#### Task prompt:
Turn every line of the records below into a JSON list of strings, one string per line, with blank lines dropped. Leave the pictures out.
--- START Provided material ---
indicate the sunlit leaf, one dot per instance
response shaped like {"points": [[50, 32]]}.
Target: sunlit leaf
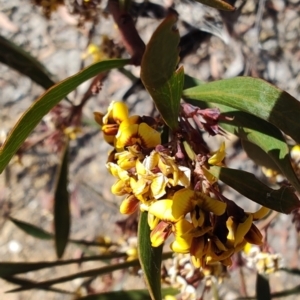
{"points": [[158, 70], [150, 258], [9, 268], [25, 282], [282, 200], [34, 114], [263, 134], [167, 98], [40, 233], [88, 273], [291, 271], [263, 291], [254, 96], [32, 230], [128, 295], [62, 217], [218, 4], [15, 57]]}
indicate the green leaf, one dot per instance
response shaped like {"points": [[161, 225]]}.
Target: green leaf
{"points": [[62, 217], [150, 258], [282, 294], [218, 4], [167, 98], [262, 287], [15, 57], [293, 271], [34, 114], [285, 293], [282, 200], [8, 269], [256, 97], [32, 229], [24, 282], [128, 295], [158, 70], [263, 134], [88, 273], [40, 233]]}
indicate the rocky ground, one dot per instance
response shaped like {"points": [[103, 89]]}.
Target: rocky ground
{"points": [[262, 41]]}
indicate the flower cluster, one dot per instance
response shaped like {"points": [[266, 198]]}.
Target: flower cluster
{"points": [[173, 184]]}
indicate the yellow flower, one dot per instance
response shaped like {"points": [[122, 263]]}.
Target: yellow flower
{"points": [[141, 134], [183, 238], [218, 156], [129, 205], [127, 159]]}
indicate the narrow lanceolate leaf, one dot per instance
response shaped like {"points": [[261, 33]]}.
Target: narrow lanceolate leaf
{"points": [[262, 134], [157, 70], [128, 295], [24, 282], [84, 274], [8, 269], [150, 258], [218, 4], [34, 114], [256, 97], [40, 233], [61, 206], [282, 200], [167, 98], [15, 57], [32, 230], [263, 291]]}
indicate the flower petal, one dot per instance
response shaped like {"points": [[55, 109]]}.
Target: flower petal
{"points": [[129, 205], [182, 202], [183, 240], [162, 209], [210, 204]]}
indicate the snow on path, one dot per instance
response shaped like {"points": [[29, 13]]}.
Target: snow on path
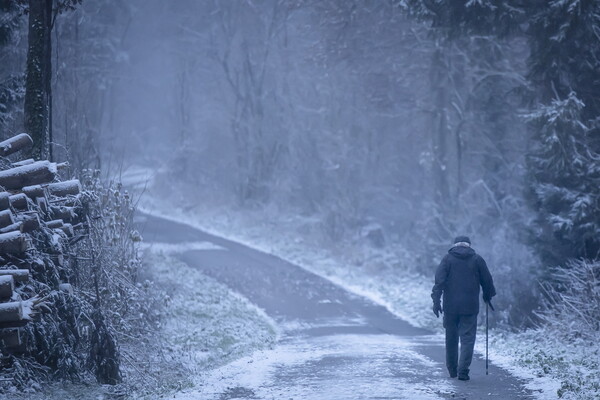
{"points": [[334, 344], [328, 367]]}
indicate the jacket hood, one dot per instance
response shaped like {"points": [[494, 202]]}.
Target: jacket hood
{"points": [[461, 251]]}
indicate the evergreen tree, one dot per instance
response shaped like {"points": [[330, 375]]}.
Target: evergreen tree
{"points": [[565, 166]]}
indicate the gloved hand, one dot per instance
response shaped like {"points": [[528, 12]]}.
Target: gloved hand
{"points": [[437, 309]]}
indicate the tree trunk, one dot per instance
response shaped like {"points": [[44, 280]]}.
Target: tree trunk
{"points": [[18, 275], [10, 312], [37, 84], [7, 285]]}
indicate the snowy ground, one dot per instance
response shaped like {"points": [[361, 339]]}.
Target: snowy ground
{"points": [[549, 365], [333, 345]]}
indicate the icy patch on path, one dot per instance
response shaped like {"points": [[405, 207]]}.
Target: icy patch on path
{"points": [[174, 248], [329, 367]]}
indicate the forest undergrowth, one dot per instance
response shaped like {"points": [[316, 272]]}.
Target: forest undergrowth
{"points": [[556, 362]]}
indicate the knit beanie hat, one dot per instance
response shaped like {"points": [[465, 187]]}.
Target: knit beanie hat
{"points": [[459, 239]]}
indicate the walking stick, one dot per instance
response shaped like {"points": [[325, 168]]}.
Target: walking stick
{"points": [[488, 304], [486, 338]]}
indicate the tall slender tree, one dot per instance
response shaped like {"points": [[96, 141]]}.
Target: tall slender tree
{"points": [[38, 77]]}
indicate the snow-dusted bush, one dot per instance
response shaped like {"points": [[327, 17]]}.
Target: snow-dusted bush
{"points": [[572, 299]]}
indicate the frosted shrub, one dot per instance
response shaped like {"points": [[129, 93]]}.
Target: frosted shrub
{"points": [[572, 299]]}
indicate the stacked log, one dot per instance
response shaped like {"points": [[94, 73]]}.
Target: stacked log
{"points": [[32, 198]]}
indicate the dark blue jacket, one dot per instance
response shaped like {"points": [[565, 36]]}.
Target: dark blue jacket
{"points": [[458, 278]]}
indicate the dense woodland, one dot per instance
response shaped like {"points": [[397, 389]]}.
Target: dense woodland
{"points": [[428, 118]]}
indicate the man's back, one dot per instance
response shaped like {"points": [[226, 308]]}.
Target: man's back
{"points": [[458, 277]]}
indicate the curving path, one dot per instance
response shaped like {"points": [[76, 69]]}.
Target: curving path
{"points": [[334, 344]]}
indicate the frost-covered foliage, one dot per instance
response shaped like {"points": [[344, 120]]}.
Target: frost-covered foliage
--- END Provided material ---
#### Written solution:
[
  "indicate the sunlit leaf, one dot per instance",
  "response shaped like {\"points\": [[50, 32]]}.",
  "Target: sunlit leaf",
  "{\"points\": [[158, 70], [150, 258], [9, 268], [25, 282], [282, 200], [34, 114], [263, 134], [167, 98], [40, 233], [88, 273], [291, 271], [263, 291], [254, 96], [32, 230], [128, 295], [62, 217], [218, 4], [15, 57]]}",
  "indicate the green leaf, one dot per instance",
  "response shaped like {\"points\": [[161, 225]]}.",
  "Target: green leaf",
  "{\"points\": [[62, 217], [150, 258], [282, 294], [218, 4], [167, 98], [262, 287], [15, 57], [293, 271], [34, 114], [285, 293], [282, 200], [8, 269], [256, 97], [32, 229], [24, 282], [128, 295], [158, 70], [263, 134], [88, 273], [40, 233]]}",
  "indicate the rocky ground, one dot per instance",
  "response shaped like {\"points\": [[103, 89]]}.",
  "Target: rocky ground",
  "{\"points\": [[262, 41]]}",
  "indicate the flower cluster, one dot per instance",
  "response shaped like {\"points\": [[266, 198]]}.",
  "Target: flower cluster",
  "{\"points\": [[173, 184]]}",
  "indicate the yellow flower, one dot per instance",
  "response shaped like {\"points\": [[122, 263]]}.",
  "Target: yellow flower",
  "{\"points\": [[141, 134], [183, 238], [218, 156], [129, 205], [127, 159]]}",
  "indicate the narrow lanceolate leaf, one dot per instance",
  "response shaped like {\"points\": [[261, 33]]}.",
  "Target: narrow lanceolate leaf",
  "{\"points\": [[262, 134], [157, 70], [128, 295], [24, 282], [84, 274], [8, 269], [150, 258], [218, 4], [34, 114], [256, 97], [40, 233], [61, 206], [282, 200], [167, 98], [15, 57], [32, 230], [263, 291]]}",
  "indicate the flower petal, one dot per instance",
  "response shaped like {\"points\": [[55, 109]]}.",
  "Target: flower petal",
  "{\"points\": [[129, 205], [182, 202], [183, 240], [162, 209], [210, 204]]}",
  "indicate the snow on path, one dot per instance",
  "response shaped like {\"points\": [[29, 13]]}.",
  "Target: snow on path",
  "{\"points\": [[334, 344], [328, 367]]}",
  "indicate the jacket hood, one dot per instance",
  "response shaped like {\"points\": [[494, 202]]}.",
  "Target: jacket hood",
  "{\"points\": [[461, 251]]}",
  "indicate the evergreen tree, one dot per instance",
  "response shaped like {\"points\": [[330, 375]]}.",
  "Target: evergreen tree",
  "{\"points\": [[565, 166]]}",
  "indicate the gloved hand, one dot per instance",
  "response shaped like {\"points\": [[528, 12]]}.",
  "Target: gloved hand",
  "{\"points\": [[437, 309]]}",
  "indicate the tree trunk, one dot per instance",
  "response shaped like {\"points\": [[44, 280]]}.",
  "Target: tree trunk",
  "{\"points\": [[18, 275], [10, 312], [37, 84], [7, 285]]}",
  "indicate the snowy ground, one dot per instance",
  "response shaped like {\"points\": [[361, 339]]}.",
  "Target: snowy ground",
  "{\"points\": [[549, 365], [333, 345]]}",
  "indicate the icy patch on path, one dot per instance",
  "response shaped like {\"points\": [[405, 207]]}.",
  "Target: icy patch on path",
  "{\"points\": [[174, 248], [329, 367]]}",
  "indicate the forest undergrowth, one dot per instance",
  "response shaped like {\"points\": [[316, 272]]}.",
  "Target: forest undergrowth",
  "{\"points\": [[556, 362]]}",
  "indicate the knit beanie hat, one dot per instance",
  "response shaped like {\"points\": [[465, 187]]}.",
  "Target: knit beanie hat",
  "{\"points\": [[459, 239]]}",
  "indicate the walking stick, one dot per instance",
  "response shaped like {\"points\": [[325, 168]]}.",
  "Target: walking stick",
  "{\"points\": [[488, 304], [486, 338]]}",
  "indicate the tall slender tree, one dot per instance",
  "response shaped like {\"points\": [[96, 141]]}.",
  "Target: tall slender tree",
  "{\"points\": [[38, 77]]}",
  "indicate the snow-dusted bush, one dot per instance",
  "response shaped like {\"points\": [[327, 17]]}.",
  "Target: snow-dusted bush",
  "{\"points\": [[572, 299]]}",
  "indicate the frosted shrub, one dot per instance",
  "response shaped like {\"points\": [[129, 93]]}.",
  "Target: frosted shrub",
  "{\"points\": [[572, 299]]}",
  "indicate the stacked log, one dot per instance",
  "response shaped like {\"points\": [[94, 73]]}.",
  "Target: stacked log",
  "{\"points\": [[32, 198]]}",
  "indicate the dark blue jacket, one dot per instance",
  "response shaped like {\"points\": [[565, 36]]}.",
  "Target: dark blue jacket",
  "{\"points\": [[458, 278]]}",
  "indicate the dense woodland, one dot per instance",
  "response shaped like {\"points\": [[397, 389]]}.",
  "Target: dense woodland",
  "{\"points\": [[428, 118]]}",
  "indicate the man's back, one dot per instance",
  "response shaped like {\"points\": [[226, 308]]}.",
  "Target: man's back",
  "{\"points\": [[458, 277]]}",
  "indicate the curving path, one dot per instance",
  "response shaped like {\"points\": [[76, 69]]}.",
  "Target: curving path",
  "{\"points\": [[334, 344]]}",
  "indicate the frost-covered foliage, one dot per instance",
  "response shaped like {\"points\": [[344, 120]]}.",
  "Target: frost-covered foliage"
]